§ **TASK**:
Rewrite the stretch of lines from the one containing "For the target" through the one containing "positive clicks: (137, 322) (137, 323)", changing "rough mask" to "coarse mask" and leaving everything else as it stands.

§ **EXTRACTED RECORDS**:
● ● ●

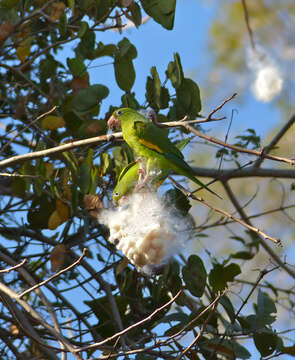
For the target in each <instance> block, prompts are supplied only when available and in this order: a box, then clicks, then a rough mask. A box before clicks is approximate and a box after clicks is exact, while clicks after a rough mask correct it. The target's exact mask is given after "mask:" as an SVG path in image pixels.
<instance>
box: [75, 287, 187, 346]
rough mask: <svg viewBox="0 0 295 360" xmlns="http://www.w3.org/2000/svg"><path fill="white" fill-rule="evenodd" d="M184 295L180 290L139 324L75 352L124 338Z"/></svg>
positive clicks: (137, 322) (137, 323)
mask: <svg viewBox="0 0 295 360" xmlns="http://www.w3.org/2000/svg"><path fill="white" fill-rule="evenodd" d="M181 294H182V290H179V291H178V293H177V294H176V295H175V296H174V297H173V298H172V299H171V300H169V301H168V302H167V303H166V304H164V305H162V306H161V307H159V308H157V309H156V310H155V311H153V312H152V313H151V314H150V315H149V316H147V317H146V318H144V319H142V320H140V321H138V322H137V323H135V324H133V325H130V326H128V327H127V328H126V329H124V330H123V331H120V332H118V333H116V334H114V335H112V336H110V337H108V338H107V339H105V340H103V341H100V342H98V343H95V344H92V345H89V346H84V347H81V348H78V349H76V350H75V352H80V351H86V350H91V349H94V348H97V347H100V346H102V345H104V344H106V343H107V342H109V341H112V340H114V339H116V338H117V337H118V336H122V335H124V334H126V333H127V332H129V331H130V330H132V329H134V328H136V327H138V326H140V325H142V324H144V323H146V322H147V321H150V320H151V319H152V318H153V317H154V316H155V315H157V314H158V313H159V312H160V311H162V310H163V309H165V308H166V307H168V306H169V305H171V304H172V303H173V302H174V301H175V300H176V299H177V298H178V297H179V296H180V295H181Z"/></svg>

● ● ●

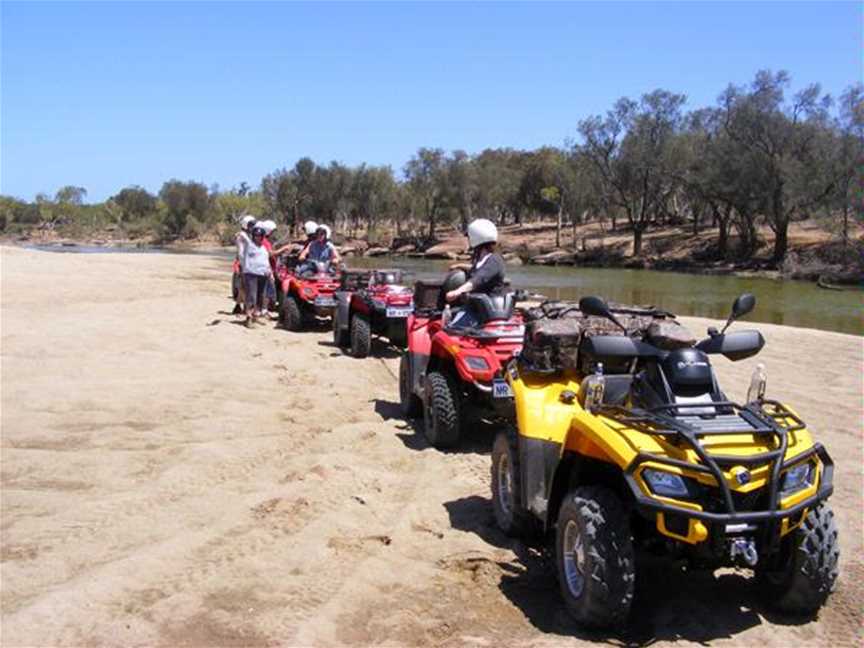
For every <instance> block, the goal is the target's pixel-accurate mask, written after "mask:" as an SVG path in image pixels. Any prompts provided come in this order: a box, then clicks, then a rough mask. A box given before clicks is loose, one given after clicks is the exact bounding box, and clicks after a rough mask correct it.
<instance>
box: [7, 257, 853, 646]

● ● ●

§ **SOLUTION FOR THIS EXERCISE**:
For the target in each <instance> block, prompts are supplied only when available and in this order: a box, then clicks, then a coarse mask. A box before clicks is approximate and a box after clicks is exact, while clicks after a coarse mask correct it. The target's exact mask is given after "mask:" as an SVG path in image pixels.
<instance>
box: [75, 287, 187, 346]
coarse mask: <svg viewBox="0 0 295 360" xmlns="http://www.w3.org/2000/svg"><path fill="white" fill-rule="evenodd" d="M184 295L180 290L139 324L75 352L124 338Z"/></svg>
positive clicks: (137, 322) (137, 323)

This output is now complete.